((
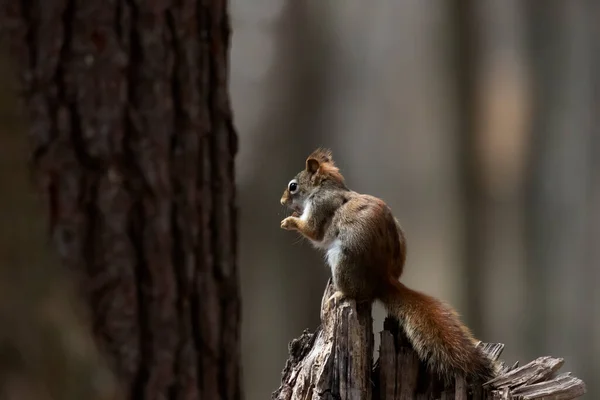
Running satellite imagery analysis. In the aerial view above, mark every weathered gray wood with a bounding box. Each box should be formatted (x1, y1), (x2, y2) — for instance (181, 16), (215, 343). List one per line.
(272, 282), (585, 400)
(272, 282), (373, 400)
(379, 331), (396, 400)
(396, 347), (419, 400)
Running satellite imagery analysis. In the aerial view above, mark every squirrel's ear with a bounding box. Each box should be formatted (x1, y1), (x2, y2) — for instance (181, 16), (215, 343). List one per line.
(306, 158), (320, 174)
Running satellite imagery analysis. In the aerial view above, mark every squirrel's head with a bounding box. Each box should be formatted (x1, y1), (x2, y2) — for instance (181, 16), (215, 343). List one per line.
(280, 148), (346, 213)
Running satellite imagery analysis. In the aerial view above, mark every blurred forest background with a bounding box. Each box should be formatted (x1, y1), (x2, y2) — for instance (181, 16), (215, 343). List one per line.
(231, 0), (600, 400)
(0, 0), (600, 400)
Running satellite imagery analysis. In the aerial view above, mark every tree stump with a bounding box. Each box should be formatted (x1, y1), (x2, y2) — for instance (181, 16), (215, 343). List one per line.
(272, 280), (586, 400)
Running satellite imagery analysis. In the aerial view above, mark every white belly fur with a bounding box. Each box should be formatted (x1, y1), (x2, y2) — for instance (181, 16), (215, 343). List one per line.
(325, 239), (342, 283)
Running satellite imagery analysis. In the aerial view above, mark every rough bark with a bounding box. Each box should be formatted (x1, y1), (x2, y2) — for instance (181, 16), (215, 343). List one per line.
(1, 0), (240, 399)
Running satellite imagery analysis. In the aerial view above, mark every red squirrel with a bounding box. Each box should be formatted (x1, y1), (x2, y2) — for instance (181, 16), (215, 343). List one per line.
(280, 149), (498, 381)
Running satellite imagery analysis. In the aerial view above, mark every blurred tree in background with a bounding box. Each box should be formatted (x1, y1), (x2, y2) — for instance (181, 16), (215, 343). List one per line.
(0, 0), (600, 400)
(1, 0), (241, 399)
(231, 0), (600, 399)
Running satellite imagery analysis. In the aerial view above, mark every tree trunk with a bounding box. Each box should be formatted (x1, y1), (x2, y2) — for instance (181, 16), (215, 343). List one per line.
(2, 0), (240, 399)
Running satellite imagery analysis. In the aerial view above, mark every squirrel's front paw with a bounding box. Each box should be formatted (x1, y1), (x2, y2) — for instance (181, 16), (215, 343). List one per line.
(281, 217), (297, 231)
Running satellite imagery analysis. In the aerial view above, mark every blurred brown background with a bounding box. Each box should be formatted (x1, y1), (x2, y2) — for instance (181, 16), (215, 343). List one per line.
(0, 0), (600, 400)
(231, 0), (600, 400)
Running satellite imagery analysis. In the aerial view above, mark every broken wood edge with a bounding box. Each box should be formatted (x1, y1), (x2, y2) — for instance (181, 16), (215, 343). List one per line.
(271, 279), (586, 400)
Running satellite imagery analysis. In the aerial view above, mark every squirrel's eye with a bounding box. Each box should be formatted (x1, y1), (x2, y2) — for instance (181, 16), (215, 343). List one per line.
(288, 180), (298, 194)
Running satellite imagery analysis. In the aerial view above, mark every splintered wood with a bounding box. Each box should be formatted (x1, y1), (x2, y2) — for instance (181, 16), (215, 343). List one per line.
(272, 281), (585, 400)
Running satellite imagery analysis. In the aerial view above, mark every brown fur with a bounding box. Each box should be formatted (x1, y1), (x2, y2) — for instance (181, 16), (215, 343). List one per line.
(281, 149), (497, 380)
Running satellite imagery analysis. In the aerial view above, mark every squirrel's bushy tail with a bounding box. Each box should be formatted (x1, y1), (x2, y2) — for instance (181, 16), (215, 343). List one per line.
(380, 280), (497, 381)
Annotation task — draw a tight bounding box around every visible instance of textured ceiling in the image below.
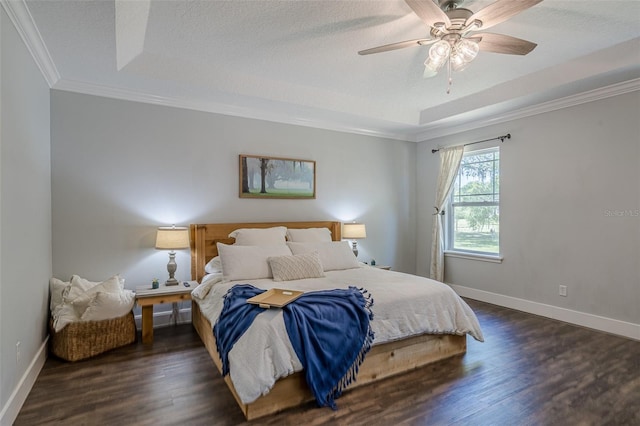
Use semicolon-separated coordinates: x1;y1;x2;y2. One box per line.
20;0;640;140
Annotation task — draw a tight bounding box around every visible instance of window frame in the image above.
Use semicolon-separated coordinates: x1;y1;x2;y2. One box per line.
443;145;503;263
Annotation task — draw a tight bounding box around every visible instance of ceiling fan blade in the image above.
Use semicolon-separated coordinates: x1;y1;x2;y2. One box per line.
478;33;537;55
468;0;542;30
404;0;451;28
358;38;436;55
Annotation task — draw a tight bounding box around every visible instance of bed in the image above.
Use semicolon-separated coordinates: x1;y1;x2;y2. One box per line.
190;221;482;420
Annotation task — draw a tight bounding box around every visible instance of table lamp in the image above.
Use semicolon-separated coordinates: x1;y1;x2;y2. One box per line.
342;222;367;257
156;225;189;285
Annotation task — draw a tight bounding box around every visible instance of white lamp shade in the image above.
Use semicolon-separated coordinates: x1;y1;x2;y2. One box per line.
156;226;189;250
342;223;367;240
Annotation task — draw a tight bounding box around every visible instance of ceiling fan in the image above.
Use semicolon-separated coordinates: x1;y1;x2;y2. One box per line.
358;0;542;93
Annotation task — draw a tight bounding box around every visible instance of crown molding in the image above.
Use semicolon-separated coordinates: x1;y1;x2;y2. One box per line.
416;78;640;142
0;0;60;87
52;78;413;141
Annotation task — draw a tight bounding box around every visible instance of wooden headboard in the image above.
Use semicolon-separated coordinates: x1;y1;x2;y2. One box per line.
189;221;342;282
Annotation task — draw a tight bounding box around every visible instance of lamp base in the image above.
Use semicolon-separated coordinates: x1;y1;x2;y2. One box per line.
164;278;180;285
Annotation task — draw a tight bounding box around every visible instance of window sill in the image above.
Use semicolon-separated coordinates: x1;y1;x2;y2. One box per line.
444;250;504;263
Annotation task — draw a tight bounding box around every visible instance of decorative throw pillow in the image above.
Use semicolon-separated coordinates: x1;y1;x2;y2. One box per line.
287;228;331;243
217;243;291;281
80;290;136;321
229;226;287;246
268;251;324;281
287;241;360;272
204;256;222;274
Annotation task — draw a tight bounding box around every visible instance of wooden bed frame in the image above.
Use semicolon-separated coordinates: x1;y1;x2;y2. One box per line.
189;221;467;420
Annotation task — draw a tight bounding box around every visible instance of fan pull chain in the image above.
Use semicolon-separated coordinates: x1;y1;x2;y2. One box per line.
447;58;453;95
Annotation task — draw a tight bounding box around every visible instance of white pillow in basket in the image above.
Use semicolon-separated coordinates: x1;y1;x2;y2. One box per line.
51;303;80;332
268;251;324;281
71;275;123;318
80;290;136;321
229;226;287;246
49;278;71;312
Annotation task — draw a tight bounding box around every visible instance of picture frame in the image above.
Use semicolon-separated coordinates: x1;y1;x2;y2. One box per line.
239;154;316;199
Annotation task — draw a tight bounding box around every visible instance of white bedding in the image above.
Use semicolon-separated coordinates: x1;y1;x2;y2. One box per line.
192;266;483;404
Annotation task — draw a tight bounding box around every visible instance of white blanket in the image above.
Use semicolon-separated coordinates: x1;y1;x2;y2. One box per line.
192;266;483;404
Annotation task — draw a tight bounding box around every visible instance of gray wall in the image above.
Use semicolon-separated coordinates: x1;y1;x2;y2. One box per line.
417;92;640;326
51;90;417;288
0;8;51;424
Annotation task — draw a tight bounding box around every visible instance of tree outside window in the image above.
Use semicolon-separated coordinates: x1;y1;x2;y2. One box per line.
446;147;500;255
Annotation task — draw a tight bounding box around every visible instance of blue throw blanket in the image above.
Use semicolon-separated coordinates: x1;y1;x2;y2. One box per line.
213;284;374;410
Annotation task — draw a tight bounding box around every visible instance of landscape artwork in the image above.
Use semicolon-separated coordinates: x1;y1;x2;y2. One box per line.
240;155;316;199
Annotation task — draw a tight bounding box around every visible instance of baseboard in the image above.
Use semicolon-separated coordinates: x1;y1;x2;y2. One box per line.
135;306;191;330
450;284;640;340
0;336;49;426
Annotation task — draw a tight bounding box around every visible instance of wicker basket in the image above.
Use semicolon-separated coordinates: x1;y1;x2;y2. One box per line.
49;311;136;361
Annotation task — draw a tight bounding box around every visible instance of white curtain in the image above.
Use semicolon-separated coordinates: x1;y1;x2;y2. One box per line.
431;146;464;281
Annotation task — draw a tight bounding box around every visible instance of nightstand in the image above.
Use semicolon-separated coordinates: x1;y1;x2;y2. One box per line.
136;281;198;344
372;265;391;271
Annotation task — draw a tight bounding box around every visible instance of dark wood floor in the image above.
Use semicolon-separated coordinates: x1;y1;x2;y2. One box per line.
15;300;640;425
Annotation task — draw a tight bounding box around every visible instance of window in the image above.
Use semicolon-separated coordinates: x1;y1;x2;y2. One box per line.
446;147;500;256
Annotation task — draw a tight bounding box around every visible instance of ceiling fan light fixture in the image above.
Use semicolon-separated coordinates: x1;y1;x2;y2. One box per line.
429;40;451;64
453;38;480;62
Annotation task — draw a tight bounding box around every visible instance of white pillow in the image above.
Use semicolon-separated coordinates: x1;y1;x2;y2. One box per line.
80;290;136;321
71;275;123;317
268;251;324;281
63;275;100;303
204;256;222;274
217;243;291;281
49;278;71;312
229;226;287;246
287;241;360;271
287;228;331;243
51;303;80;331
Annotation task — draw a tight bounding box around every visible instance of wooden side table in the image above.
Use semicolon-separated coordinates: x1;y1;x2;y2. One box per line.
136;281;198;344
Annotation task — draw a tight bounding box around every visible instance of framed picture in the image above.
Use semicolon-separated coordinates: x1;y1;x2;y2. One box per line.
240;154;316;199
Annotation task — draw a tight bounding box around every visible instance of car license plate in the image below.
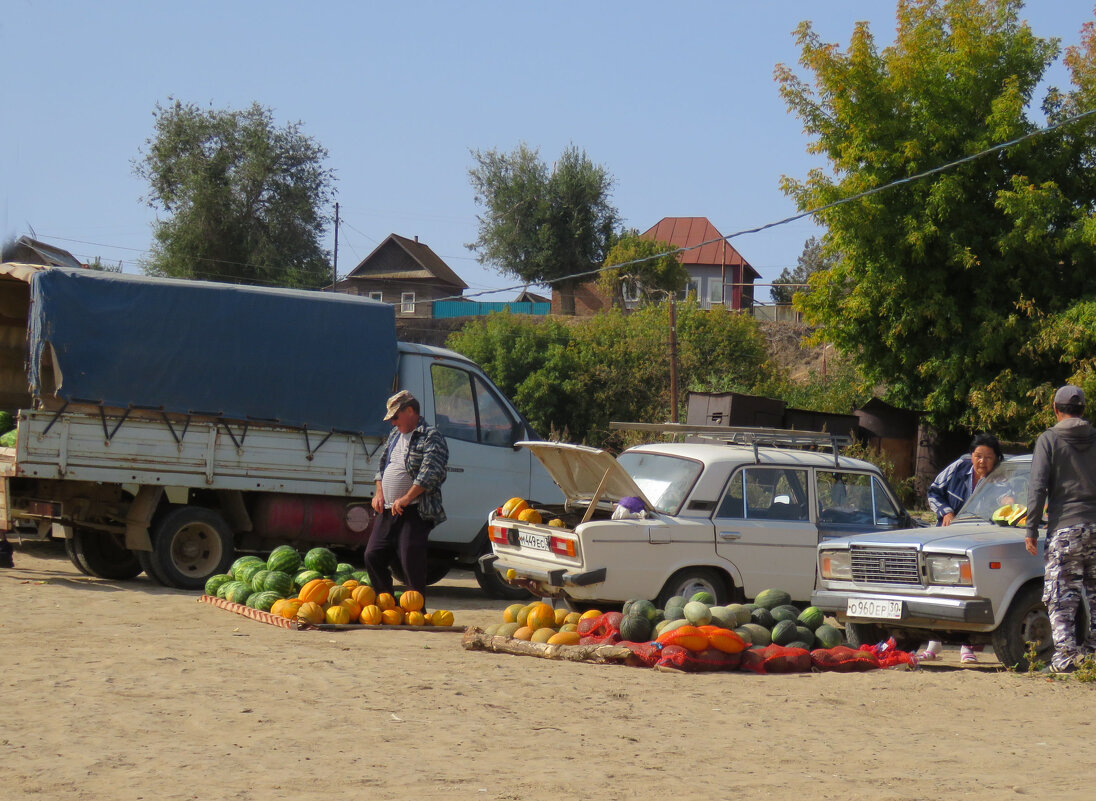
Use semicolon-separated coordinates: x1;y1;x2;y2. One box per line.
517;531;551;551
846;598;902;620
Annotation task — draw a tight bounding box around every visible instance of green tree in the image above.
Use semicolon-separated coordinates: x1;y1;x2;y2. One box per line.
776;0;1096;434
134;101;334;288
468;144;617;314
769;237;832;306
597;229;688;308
))
> **TO BE DONE**
Reproduce the data verbatim, from the line containing "lamp in the image above." through the line containing "156;225;189;285", with both of those lines included.

> **EXERCISE ANSWER**
Annotation task — draw a tight bounding box around every visible instance of table lamp in the image above.
Use semicolon-separated coordinates: x1;y1;x2;y2. One box per line.
342;222;367;257
156;225;189;285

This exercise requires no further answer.